With Gestational Diabetes, there is a definite ending point.  I knew that as soon as Noah was born, my bout with Diabetes would be over.  In my mind, I would only have to put up with one season of holidays where I couldn't fully indulge in many goodies and second (or third) trips to the food area at Thanksgiving and Christmas.  I never imagined that this adjustment of food choices and calculation of carbs, and blood sugar checks would now be a permanent part of my life due to Michael's diagnosis.  There is no ending date for him.  Not here on earth, anyway.  I know that one day, Jesus will return and all who believe in Him and follow Him, will join Him in Heaven and we'll be healed!  No more brokenness.  No more pain.  No more pancreases that quit making insulin.  I pray that my children seek Jesus early in life and never look back.  I long for this.  I long for healing for a broken little boy who doesn't understand why his fingers get pricked and his arms and legs are poked with injections multiple times a day.

From the heart of a baker of a mom, Diabetes stings.  It seeps and grows and it can take over every single aspect of your life--whether you are the one who has this disease or not.  We are actively working in our home to have this not be the case.  I read all the time about people who say "you can live a normal life with Type I Diabetes" or "if you have Type I Diabetes you can do whatever anyone else can."  I am working to make this true for Michael.

Therefore, this fall, when other two year olds are pitter-pattering around their local fall festivals, we're going to be right there with them.  Michael will be dressed in an adorably cute costume (I haven't decided what that will be exactly-- read: the fall consignment sale where I'll buy his costume hasn't rolled into town yet), and he'll be carrying a candy bucket.  At the end of the evening, the plan is for him to "trade" his bucket of candy for a new toy or perhaps a bucket of small toys.  I got this idea from my Nana, who is the mother of my Aunt with Type I.

And on other crisp fall days, we'll be out on our screened-in patio (if the construction crew EVER arrives and screens it in) tracing leaves onto paper and making leaf-impressions by coloring on paper overlaying them.  Perhaps inside there will be a nice autumnal candle flickering for us and offering a light scent of fall treats and spices (enjoyment of fall without the carbs, I say).  Or maybe we'll wash our hands with apple-scented soap from Bath and Body Works.  We're going to enjoy this fall, Diabetes-- you hear?

# # # # #

Task item A —
Answer these questions about the post about diabetes:
(i) What did the writer expect would happen once Noah was born?
(ii) Where does the writer plan to buy Michael's costume?
(iii) Which store is named as a source of apple-scented soap?
Task item B —
Rewrite the part of the post about diabetes starting at "Therefore, this fall, when" and ending at "with Type I.", putting "outfit" in place of "costume".
Task item C —
Extend the post about diabetes by continuing it from where it stops.

# # # # #

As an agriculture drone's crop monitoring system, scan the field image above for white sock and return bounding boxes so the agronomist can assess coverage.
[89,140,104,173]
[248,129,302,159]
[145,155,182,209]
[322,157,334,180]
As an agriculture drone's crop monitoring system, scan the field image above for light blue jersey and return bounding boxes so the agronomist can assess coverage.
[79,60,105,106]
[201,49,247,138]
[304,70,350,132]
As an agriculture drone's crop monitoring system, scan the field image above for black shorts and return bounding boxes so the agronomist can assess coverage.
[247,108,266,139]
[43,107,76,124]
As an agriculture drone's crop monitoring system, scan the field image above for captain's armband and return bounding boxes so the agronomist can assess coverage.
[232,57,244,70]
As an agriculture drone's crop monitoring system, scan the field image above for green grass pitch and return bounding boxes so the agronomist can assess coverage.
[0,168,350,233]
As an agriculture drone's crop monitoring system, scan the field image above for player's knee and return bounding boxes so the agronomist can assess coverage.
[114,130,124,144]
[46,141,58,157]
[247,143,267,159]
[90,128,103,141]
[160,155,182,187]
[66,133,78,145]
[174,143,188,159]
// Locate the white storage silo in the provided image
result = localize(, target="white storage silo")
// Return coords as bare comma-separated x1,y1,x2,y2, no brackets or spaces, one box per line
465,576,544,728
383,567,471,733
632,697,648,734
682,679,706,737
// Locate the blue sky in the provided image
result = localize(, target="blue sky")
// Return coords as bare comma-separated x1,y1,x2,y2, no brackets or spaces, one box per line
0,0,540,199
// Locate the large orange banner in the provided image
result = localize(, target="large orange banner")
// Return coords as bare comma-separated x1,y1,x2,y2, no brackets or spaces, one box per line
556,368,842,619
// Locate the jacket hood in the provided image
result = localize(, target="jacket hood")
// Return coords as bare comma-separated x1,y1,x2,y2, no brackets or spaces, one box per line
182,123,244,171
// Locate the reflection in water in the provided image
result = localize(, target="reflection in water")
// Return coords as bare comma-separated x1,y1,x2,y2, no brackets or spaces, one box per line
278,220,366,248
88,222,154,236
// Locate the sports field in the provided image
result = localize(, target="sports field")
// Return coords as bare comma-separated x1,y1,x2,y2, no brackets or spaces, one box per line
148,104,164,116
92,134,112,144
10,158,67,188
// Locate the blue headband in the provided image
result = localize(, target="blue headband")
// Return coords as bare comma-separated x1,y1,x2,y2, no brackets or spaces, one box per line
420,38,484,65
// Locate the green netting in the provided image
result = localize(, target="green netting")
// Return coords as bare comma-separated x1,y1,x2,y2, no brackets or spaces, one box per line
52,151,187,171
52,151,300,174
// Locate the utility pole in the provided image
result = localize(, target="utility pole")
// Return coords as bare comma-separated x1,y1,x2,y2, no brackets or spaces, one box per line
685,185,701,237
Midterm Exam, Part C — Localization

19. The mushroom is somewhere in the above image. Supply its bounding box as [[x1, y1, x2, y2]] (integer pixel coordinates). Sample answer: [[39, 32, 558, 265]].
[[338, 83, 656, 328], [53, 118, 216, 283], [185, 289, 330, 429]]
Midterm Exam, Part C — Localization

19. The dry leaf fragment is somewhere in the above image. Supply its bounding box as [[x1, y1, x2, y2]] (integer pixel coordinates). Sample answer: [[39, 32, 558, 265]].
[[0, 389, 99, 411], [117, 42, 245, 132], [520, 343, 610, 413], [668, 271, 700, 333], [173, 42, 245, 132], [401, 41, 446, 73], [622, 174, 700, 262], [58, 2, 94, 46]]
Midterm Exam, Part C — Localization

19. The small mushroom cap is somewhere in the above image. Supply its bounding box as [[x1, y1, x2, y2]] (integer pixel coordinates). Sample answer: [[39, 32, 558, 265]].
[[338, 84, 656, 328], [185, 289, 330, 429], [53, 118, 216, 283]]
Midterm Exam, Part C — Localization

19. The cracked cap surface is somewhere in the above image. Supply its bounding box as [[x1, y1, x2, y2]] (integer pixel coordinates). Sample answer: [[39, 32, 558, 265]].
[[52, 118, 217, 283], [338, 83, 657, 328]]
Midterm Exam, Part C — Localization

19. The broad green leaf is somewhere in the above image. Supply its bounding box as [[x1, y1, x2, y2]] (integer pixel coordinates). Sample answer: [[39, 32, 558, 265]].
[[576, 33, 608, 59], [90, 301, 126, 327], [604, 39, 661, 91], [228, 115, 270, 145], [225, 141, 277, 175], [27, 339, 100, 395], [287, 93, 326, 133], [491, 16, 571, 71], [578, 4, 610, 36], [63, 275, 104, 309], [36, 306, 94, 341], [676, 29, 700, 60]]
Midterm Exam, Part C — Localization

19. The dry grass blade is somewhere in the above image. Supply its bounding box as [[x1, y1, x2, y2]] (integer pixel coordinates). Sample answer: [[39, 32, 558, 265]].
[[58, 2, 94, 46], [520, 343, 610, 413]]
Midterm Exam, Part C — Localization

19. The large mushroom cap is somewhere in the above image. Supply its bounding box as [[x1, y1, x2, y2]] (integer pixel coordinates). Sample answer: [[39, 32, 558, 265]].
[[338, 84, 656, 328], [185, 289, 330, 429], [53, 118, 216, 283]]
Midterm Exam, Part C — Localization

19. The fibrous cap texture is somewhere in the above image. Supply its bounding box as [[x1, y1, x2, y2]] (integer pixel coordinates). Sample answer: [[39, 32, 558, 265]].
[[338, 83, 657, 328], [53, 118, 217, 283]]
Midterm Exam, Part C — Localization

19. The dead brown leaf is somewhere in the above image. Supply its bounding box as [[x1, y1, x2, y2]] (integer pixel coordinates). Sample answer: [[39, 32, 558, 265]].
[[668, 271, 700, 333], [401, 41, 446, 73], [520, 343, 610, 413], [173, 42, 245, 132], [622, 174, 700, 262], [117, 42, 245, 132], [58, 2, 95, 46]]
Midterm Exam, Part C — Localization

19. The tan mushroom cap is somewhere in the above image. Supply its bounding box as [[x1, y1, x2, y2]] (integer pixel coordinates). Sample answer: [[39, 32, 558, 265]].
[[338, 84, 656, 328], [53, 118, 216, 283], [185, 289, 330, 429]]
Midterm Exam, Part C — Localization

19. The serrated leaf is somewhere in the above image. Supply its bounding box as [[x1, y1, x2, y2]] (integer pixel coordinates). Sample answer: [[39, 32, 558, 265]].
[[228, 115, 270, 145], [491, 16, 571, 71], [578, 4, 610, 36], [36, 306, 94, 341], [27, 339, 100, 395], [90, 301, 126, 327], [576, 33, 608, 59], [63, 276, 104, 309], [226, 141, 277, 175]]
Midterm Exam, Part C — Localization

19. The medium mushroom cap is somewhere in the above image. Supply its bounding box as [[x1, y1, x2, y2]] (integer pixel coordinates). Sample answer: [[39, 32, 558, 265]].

# # # # #

Response A —
(i) Her bout with diabetes would be over.
(ii) At the fall consignment sale.
(iii) Bath and Body Works.

Response B —
Therefore, this fall, when other two year olds are pitter-pattering around their local fall festivals, we're going to be right there with them.  Michael will be dressed in an adorably cute outfit (I haven't decided what that will be exactly-- read: the fall consignment sale where I'll buy his outfit hasn't rolled into town yet), and he'll be carrying a candy bucket.  At the end of the evening, the plan is for him to "trade" his bucket of candy for a new toy or perhaps a bucket of small toys.  I got this idea from my Nana, who is the mother of my Aunt with Type I.

Response C —
I plan to structure holidays around crafts rather than around treats.  My Pinterest board for all the yummy snacks I planned to make with my children will be overtaken by cute craft ideas that are seasonably appropriate.  We will make this work.  We will find peace with our lives.  Diabetes will not destroy us.  I'm writing this more to remind myself than anything.  My son will live a normal life.

So it'll take adjusting here and there.  Fortunately, Michael is not in school.  We can skip worrying about school holiday parties for now.   Fortunately, Noah isn't old enough to trick-or-treat, so we'll skip worrying about how we'll handle his consumption of candy until when we cross that bridge a few years from now.  (Although I do believe that when Noah is of age, I'll have him trade in his bucket of candy as well, because, in all seriousness, who needs to eat a bucket-full of candy?)

I'm going to do the best gosh darn job I can do as a mom to make life enjoyable for my children.  So Michael may not be able to have a "who can eat this tube of cookie dough the fastest" race with Noah when they're age 8 and 6, but who decided that was enjoyable anyways?  :)  I pray that my sons find peace and solace in their home, that they always feel rested and refuged here.  Treats disappear fast  anyway, but a paper showcasing a crayon leaf tracing lasts way longer.  :) 

(Stay tuned for a post about "How We're Going to Do:  Christmas!")

Friday, September 19, 2014

Diabetes Mellitus Type I: An Inside Look at the Heart of a Mom (Part 1 of....)

I've tried writing down my feeling from how I felt the day that Michael was diagnosed with Type I Diabetes, and the days following.  Here's some of my thoughts.  I don't know how many different posts this will come in.  My mind is full and constantly racing as I think about our future and this disease.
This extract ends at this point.